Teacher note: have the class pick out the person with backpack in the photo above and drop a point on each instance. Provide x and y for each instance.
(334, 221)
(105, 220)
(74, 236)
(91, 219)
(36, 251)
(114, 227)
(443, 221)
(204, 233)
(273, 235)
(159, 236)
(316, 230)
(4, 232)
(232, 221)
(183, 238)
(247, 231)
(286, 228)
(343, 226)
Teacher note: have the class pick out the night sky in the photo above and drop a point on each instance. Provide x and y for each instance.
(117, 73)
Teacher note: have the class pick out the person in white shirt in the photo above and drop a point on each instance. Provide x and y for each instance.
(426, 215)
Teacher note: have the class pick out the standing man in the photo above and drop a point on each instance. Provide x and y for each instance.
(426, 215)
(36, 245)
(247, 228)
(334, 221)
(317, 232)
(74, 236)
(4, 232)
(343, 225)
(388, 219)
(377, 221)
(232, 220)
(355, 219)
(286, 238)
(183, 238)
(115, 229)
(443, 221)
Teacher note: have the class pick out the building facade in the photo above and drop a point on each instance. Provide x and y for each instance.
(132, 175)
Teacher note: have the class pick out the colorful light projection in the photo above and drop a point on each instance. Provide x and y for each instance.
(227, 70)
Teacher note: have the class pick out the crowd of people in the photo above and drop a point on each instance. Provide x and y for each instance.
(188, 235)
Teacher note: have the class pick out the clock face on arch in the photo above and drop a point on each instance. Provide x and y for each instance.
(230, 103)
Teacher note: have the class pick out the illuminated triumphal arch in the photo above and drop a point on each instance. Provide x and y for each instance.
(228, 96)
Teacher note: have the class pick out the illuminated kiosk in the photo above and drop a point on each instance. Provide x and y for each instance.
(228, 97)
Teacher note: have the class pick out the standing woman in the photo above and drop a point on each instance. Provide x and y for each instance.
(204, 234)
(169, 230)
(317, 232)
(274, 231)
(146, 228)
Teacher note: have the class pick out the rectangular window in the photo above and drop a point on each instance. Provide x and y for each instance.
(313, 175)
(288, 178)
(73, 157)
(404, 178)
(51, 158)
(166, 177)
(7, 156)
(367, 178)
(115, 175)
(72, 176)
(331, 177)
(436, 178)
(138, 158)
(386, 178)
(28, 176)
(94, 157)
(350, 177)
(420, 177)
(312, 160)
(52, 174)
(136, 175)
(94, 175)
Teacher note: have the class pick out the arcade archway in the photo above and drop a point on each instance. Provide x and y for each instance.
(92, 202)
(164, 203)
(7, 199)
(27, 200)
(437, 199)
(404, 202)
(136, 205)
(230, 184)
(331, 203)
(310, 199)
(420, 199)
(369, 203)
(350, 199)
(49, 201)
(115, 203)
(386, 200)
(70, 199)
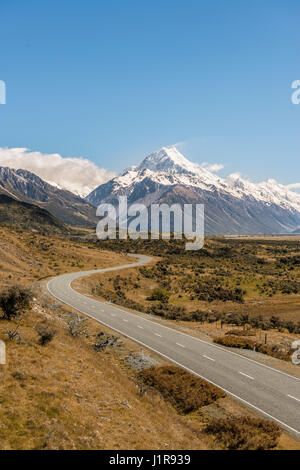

________________________

EXERCISE OBJECTIVE
Rewrite all the rows above with "drop a point" changed to "place a marker" and nothing else altered. Leave the pictures out of your answer.

TASK OUTPUT
Teacher note: have the class pick out the person with backpack in the photo above and place a marker on each instance. Provide x and y for each instance.
(334, 221)
(105, 220)
(74, 236)
(91, 219)
(36, 251)
(114, 227)
(443, 221)
(204, 233)
(273, 235)
(159, 236)
(316, 230)
(4, 232)
(232, 221)
(183, 238)
(247, 231)
(286, 228)
(343, 226)
Teacher note: have the class pick out the night sky in the photo above and place a marker on each instance. Provide x and y for each instance.
(117, 73)
Teacher note: have the class pick out the person in white shirt in the photo above and place a marker on each instance. Provide x and y for each instance.
(426, 215)
Teacher note: have the class pick out the standing man in the photo above and place a marker on each instance. Provide x and y for each instance.
(426, 215)
(36, 245)
(247, 228)
(334, 221)
(317, 232)
(74, 236)
(4, 232)
(343, 225)
(388, 219)
(377, 221)
(232, 220)
(355, 219)
(286, 238)
(183, 238)
(115, 229)
(443, 221)
Teacher note: have the class pick out the building facade in the photo above and place a marker on each instance. Provide x and y for each instance.
(132, 175)
Teacher note: have the class pick out the colorful light projection in the photo above and place a marker on each instance. Provide x and y for each instance.
(227, 70)
Teacher note: have the class pick out the crowd of people in the photo above and place a marker on each instance. Provide x and y for each instance.
(188, 235)
Teacher note: have the class pick out the clock face on arch in the photo above and place a marker on each instance. Provide x and y for each instance.
(230, 103)
Teacher note: have the class pick out the illuminated triumphal arch in the photo above and place a marker on each instance. Provide x and y for each instance.
(228, 96)
Teacher note: have the class pick out the illuminated kiosk in the photo above and place a marker on each instance. Provide x and y for each instance.
(228, 97)
Teacher note: have the class pick out the standing woman in the photo above and place a marker on each instance. Provide x and y for each instance.
(204, 234)
(169, 230)
(317, 232)
(274, 231)
(146, 228)
Teacher note: have the class pick out the rectangular window in the photo above and place a marker on each instance. Provide x and y for each instance.
(313, 175)
(288, 178)
(73, 157)
(404, 178)
(51, 158)
(166, 177)
(7, 156)
(367, 178)
(115, 175)
(72, 176)
(331, 177)
(436, 178)
(138, 158)
(386, 178)
(28, 176)
(94, 157)
(350, 177)
(420, 177)
(312, 160)
(52, 174)
(136, 175)
(94, 175)
Teacher note: have the class pick out the arcade archway in the photo above and place a marker on each instance. Provide x and y for each instance.
(92, 202)
(164, 203)
(7, 199)
(27, 200)
(437, 199)
(404, 202)
(136, 205)
(230, 184)
(331, 203)
(310, 199)
(420, 199)
(369, 203)
(350, 199)
(49, 201)
(115, 203)
(386, 200)
(70, 199)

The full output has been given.